**Your task**
Whenever the word "Target" turns up in a line of the data below, copy that line.

**Data records**
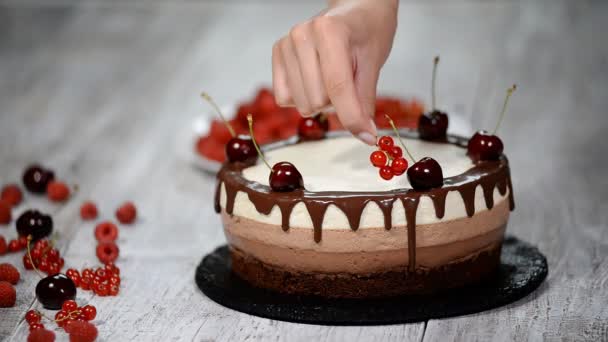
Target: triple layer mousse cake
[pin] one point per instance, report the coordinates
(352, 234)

* * *

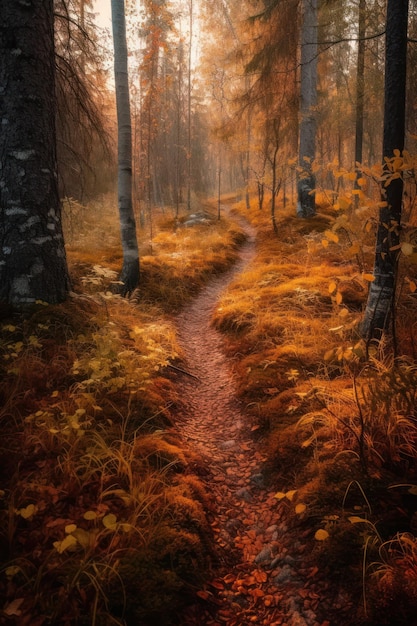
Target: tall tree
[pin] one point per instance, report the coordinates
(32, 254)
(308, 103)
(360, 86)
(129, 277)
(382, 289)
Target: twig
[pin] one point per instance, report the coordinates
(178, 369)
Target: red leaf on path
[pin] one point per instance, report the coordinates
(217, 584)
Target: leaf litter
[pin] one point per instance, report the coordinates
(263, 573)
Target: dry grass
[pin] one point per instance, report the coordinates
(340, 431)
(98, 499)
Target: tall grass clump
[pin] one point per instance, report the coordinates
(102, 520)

==

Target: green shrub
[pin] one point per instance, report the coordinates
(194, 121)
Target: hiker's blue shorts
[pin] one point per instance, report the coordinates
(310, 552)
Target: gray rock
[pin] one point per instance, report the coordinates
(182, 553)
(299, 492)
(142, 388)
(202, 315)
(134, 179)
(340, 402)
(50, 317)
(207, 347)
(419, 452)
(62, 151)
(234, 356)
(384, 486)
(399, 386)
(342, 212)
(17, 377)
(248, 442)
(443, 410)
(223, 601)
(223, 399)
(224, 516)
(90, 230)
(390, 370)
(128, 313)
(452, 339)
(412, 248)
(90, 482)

**Reply to the task**
Target: triple layer mousse cake
Target: tall tree
Target: twig
Target: red leaf on path
Target: leaf litter
Target: dry grass
Target: tall grass clump
Target: green shrub
Target: hiker's blue shorts
Target: gray rock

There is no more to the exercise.